# Ce qu'il faut
Dans le texte sur le schisme ci-dessous, recopiez mot pour mot tout ce qui va de « Tout le monde » jusqu'à « positif de volonté. ».

# Texte fourni
::::::

Tout le monde voit la différence entre l’état de celui qui cause le schisme et l’état des fidèles qui, en suivant leurs pasteurs, sont entraînés d’une certaine façon vers le schisme, sans qu’eux-mêmes décident de quitter l’Eglise par un acte positif de volonté.

 

On conclut de tout ce qui a été dit plus haut que la défection de l’Eglise par un acte formel, dont parlent les c. 1086 § 1 et 1170, est une notion plus stricte que l’excommunication, l’hérésie ou le schisme.

 

  1. Une erreur des juges de 1° instance

 

Les Juges de 1° instance n’ont pas suffisamment considéré la distinction entre d’une part l’excommunication ou le schisme et d’autre part la défection de l’Eglise. La sentence de 1° instance note que la Congrégation pour les Evêques, dans son décret d’excommunication du 1° juillet 1988, a fait cette admonition : « les prêtres et les fidèles sont avertis de ne pas donner leur assentiment à l’acte schismatique de Mgr Lefebvre afin de ne pas encourir la même peine ». Les Juges de 1° instance ont donc attribué une importance au simple fait de l’adhésion d’un fidèle à l’acte schismatique et à la peine qui l’a suivi, sans réaliser une analyse suffisante de l’acte positif de volonté d’un fidèle de quitter l’Eglise.

::::::

(Entrées de contours pour les images)
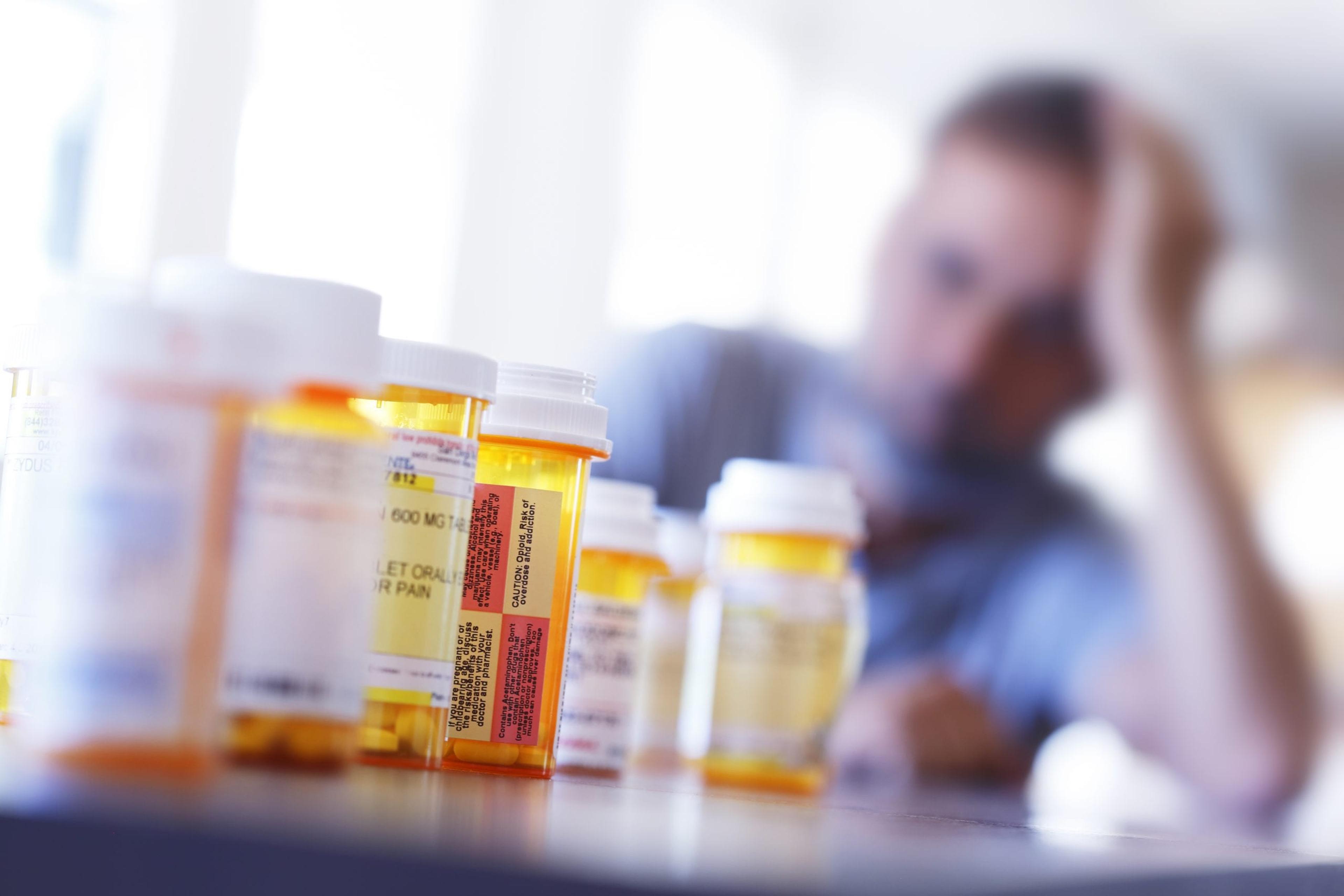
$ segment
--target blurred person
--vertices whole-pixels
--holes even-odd
[[[1198,172],[1145,116],[1079,78],[995,82],[884,230],[853,352],[641,340],[601,380],[617,451],[597,473],[692,509],[731,457],[855,476],[871,642],[832,736],[845,772],[1015,779],[1101,716],[1214,798],[1271,805],[1306,774],[1316,711],[1202,394],[1216,247]],[[1044,462],[1107,380],[1160,442],[1161,506],[1132,533]]]

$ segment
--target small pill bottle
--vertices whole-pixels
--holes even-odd
[[[590,373],[501,363],[481,424],[444,767],[555,771],[589,467],[606,459]]]
[[[36,652],[38,500],[56,453],[56,396],[36,357],[36,325],[0,334],[0,364],[12,376],[0,467],[0,725],[26,715],[19,700]]]
[[[387,433],[383,552],[364,676],[366,763],[444,763],[481,415],[493,360],[383,339],[383,387],[351,406]]]
[[[683,697],[707,735],[704,778],[817,791],[867,638],[852,571],[862,505],[840,472],[738,458],[710,488],[704,523]]]
[[[556,766],[617,776],[634,717],[640,621],[659,557],[646,485],[594,478],[583,510],[579,583],[570,611]]]
[[[633,764],[672,768],[680,763],[687,621],[704,572],[704,529],[687,510],[660,508],[657,521],[659,556],[668,574],[653,579],[645,599],[630,750]]]
[[[274,345],[148,302],[65,306],[43,328],[66,394],[39,496],[42,649],[22,728],[65,767],[200,776],[239,446]]]
[[[285,339],[285,392],[249,420],[239,465],[220,700],[234,762],[335,771],[364,716],[382,551],[382,427],[349,402],[378,388],[379,297],[211,259],[161,262],[165,304],[224,308]]]

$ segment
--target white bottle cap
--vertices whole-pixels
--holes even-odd
[[[43,309],[38,365],[60,376],[133,376],[265,392],[274,336],[251,321],[141,302],[59,302]]]
[[[9,373],[38,365],[38,328],[34,324],[15,324],[0,337],[0,364]]]
[[[677,578],[704,571],[704,528],[689,510],[659,508],[659,556]]]
[[[259,274],[215,258],[169,258],[155,266],[149,292],[168,306],[237,314],[276,330],[286,386],[378,387],[382,300],[367,289]]]
[[[656,501],[657,493],[646,485],[589,480],[583,547],[659,556],[659,531],[653,516]]]
[[[863,505],[840,470],[734,458],[704,506],[712,532],[821,535],[863,540]]]
[[[387,339],[383,343],[383,384],[410,386],[495,400],[499,364],[460,348]]]
[[[481,435],[559,442],[612,453],[606,408],[593,400],[597,377],[582,371],[501,361],[499,396],[485,410]]]

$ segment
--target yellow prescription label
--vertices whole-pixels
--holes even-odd
[[[710,587],[722,604],[710,752],[821,762],[855,668],[857,579],[737,572]]]
[[[477,484],[449,735],[535,746],[560,533],[560,493]]]
[[[477,442],[446,433],[386,431],[383,551],[374,579],[366,697],[446,707]]]
[[[38,513],[55,455],[55,399],[11,399],[0,474],[0,660],[30,660],[38,649]]]
[[[681,715],[689,602],[663,588],[664,583],[656,582],[644,602],[632,747],[672,752]]]

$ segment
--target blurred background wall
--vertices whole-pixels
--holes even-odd
[[[0,314],[204,253],[499,357],[591,367],[685,320],[843,347],[942,105],[1090,69],[1207,165],[1228,445],[1339,670],[1341,43],[1331,0],[5,0]],[[1114,396],[1056,462],[1129,512],[1142,430]]]

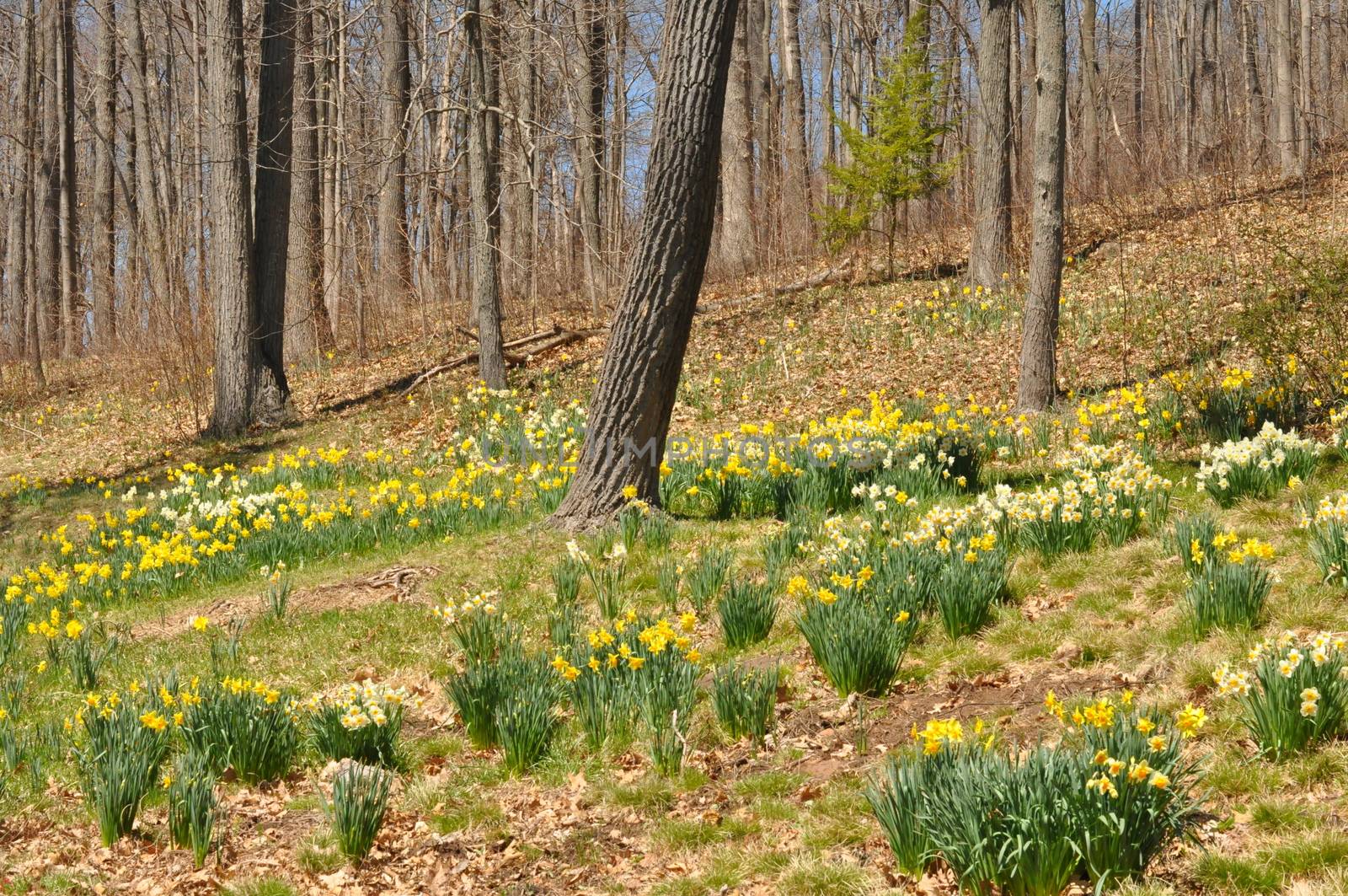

::::::

# Résultat
Tout le monde voit la différence entre l’état de celui qui cause le schisme et l’état des fidèles qui, en suivant leurs pasteurs, sont entraînés d’une certaine façon vers le schisme, sans qu’eux-mêmes décident de quitter l’Eglise par un acte positif de volonté.